** begin **
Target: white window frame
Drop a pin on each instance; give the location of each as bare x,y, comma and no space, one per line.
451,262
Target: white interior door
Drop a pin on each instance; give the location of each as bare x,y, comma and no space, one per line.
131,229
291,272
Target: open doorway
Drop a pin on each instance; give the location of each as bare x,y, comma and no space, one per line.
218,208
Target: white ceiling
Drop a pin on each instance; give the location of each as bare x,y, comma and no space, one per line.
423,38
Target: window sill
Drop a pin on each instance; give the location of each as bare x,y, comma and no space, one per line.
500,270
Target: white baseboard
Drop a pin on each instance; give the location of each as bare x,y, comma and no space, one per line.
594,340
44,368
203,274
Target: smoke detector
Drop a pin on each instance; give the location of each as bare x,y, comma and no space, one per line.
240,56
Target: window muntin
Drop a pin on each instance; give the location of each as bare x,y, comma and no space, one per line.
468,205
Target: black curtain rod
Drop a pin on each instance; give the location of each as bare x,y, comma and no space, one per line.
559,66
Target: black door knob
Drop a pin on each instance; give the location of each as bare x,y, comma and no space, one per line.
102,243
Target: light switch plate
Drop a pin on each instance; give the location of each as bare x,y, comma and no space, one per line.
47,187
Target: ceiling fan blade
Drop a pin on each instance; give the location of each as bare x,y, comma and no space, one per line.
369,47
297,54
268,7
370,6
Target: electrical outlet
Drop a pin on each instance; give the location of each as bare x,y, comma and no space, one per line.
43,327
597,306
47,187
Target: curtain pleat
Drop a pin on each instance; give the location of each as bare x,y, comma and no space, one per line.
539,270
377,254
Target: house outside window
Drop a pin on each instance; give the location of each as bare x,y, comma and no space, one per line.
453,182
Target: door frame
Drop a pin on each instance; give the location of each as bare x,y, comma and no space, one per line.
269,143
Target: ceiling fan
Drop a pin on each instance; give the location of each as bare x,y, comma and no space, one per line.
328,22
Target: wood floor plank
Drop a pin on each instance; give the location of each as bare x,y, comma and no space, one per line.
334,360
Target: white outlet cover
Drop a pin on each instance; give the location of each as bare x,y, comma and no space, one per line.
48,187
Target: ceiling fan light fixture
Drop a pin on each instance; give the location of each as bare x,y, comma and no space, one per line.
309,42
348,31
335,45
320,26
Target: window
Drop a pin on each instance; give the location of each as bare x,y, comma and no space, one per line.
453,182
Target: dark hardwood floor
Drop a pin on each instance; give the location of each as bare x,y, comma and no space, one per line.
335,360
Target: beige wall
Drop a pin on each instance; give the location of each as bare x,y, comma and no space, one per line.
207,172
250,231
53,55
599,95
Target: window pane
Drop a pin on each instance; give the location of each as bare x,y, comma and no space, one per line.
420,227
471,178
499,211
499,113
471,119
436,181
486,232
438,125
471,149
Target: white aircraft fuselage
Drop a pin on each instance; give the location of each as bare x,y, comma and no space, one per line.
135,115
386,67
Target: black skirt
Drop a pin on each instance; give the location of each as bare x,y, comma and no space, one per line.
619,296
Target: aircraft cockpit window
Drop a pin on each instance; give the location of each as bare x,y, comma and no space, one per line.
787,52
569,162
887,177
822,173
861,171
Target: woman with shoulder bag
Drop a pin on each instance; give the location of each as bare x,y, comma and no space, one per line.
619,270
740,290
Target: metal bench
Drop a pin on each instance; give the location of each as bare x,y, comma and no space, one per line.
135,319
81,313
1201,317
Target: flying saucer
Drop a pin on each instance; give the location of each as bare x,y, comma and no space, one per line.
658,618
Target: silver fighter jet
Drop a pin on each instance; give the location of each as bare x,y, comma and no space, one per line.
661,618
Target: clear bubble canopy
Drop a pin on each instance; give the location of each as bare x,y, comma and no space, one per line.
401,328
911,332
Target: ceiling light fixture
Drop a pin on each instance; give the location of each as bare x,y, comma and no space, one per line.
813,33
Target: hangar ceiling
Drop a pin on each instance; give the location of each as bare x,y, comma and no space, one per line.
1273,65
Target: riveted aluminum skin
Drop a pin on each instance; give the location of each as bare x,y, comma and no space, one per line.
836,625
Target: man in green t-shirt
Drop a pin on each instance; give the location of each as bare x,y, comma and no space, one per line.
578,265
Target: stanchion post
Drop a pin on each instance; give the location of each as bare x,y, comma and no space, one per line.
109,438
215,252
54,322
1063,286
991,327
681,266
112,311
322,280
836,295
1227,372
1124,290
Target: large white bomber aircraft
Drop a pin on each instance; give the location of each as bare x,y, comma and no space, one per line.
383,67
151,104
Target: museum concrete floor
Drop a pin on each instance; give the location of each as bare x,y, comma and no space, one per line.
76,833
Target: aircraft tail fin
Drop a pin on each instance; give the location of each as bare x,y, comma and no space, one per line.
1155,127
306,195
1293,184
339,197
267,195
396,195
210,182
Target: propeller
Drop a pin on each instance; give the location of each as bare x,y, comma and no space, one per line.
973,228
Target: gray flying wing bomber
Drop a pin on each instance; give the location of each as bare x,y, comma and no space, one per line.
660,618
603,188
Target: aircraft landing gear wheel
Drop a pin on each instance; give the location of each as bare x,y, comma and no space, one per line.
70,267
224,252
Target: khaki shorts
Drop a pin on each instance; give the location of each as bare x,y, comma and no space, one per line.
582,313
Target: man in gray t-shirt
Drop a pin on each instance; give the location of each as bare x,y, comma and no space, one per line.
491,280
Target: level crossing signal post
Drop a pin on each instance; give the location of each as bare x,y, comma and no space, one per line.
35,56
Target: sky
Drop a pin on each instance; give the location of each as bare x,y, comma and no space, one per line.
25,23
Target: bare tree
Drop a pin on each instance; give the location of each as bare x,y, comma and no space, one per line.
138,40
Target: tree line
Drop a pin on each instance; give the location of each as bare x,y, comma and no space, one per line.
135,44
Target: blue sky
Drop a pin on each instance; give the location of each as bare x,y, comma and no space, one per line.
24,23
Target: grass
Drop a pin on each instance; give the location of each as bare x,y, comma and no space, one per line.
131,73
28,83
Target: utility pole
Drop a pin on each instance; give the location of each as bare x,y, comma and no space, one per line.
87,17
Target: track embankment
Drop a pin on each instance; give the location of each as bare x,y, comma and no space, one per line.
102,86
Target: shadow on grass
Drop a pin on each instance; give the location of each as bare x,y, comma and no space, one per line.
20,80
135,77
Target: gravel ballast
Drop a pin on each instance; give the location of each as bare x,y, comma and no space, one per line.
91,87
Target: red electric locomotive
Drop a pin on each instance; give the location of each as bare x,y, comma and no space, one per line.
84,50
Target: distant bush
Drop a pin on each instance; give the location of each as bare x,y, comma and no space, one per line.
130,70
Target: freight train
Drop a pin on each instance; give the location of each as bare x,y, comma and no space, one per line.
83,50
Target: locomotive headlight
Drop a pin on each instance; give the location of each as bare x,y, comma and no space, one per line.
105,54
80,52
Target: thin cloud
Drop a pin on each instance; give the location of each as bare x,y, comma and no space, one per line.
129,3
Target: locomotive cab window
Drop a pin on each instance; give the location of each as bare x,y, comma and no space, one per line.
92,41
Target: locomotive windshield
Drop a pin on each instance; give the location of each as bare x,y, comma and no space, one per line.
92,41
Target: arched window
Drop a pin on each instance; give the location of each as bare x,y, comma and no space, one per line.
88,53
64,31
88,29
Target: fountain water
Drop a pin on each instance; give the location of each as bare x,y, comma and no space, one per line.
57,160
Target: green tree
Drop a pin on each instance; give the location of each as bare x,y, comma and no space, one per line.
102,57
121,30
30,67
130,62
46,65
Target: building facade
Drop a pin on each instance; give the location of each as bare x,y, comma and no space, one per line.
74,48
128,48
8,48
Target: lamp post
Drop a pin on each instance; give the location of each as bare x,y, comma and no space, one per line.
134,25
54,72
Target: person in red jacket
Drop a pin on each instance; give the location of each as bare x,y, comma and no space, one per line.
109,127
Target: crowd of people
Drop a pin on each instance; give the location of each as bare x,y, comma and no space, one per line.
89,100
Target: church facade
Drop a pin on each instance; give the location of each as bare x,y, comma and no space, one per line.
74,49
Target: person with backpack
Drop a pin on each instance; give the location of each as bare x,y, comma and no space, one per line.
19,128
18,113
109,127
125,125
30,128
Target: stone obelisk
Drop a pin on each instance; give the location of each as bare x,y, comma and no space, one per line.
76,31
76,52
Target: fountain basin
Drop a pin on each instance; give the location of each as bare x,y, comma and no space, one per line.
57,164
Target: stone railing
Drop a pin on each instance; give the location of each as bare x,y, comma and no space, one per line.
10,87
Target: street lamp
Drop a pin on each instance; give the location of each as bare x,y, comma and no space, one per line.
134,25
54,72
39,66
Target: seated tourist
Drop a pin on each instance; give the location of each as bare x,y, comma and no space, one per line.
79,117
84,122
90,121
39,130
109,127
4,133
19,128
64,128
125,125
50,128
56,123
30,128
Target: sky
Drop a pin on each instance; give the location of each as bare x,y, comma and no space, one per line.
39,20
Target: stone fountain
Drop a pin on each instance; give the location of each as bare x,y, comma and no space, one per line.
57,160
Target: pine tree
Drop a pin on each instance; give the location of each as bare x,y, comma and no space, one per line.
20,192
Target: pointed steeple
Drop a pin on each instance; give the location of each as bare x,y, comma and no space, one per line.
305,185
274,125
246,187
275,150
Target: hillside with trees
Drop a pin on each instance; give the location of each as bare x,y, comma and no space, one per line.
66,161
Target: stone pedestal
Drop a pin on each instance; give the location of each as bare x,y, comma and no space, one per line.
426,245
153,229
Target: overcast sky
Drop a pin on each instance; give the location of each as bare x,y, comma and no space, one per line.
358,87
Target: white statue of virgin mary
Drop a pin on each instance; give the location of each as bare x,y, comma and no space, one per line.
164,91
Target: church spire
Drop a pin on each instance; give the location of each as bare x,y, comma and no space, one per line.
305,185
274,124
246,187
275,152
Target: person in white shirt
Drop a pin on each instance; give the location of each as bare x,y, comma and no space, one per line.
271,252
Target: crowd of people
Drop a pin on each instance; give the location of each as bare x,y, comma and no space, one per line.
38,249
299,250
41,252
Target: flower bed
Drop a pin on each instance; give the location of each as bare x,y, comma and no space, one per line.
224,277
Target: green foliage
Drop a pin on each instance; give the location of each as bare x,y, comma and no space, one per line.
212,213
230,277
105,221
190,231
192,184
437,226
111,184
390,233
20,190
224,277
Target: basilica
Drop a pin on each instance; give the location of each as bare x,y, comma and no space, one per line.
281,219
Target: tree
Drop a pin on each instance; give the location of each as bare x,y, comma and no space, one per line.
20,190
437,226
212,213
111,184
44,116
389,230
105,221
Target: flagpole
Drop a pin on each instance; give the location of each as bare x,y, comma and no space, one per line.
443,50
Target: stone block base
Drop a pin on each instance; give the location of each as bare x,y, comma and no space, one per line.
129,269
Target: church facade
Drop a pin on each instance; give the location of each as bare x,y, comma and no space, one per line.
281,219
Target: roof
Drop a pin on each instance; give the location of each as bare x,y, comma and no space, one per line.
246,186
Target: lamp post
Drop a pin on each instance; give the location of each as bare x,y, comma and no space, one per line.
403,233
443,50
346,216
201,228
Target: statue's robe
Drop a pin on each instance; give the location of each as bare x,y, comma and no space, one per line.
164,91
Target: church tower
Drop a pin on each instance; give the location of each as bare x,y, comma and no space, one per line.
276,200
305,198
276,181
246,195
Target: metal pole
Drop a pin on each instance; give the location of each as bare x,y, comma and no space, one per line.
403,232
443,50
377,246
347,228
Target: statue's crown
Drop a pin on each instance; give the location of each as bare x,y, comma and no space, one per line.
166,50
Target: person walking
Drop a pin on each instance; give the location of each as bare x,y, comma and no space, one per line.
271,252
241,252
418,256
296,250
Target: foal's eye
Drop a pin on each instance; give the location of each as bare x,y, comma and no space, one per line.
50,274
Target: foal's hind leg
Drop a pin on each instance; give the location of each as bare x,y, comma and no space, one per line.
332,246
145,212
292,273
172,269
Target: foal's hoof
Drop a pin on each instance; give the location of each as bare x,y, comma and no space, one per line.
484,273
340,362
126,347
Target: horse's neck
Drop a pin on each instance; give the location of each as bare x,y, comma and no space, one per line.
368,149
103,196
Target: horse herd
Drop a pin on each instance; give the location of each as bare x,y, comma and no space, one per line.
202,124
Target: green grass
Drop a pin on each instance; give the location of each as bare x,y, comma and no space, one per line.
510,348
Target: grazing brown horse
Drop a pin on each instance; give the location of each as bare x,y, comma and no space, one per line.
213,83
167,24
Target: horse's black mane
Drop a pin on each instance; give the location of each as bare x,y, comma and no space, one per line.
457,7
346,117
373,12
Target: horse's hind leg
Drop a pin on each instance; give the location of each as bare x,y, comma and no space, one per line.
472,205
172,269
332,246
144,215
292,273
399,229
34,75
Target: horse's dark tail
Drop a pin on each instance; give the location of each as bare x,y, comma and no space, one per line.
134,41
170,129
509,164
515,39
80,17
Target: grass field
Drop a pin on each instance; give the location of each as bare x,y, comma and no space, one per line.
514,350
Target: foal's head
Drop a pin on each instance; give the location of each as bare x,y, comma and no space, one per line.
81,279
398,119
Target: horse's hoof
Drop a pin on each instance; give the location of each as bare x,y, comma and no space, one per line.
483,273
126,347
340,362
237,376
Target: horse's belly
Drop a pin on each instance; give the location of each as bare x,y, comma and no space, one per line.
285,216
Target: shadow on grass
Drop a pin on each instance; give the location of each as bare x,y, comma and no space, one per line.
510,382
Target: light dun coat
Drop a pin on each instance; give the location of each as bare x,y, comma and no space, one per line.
** end **
**Directive**
Lines from the one containing "Target: foal's head" through the final line are to be given again verbatim, with nothing before or after.

**Task answer**
Target: foal's head
Drop a pin on each instance; give the location of each as bare x,y, comma and no space, one per line.
81,279
398,119
Target: horse's hoof
Drop a pin on each instance; give the location of each as bare x,y, comma and no space, one per line.
483,273
126,347
340,362
237,376
Target: horse's belly
Drop a pin on each instance; give the location of each as bare x,y, comma and no space, one per line.
285,216
Target: shadow on grass
Drop a pin on each instance; give the location of each as bare x,y, comma and no space, one per line.
510,382
Target: light dun coat
Drop a pin on each instance; give the location of each as bare x,y, comma and no space, one per line.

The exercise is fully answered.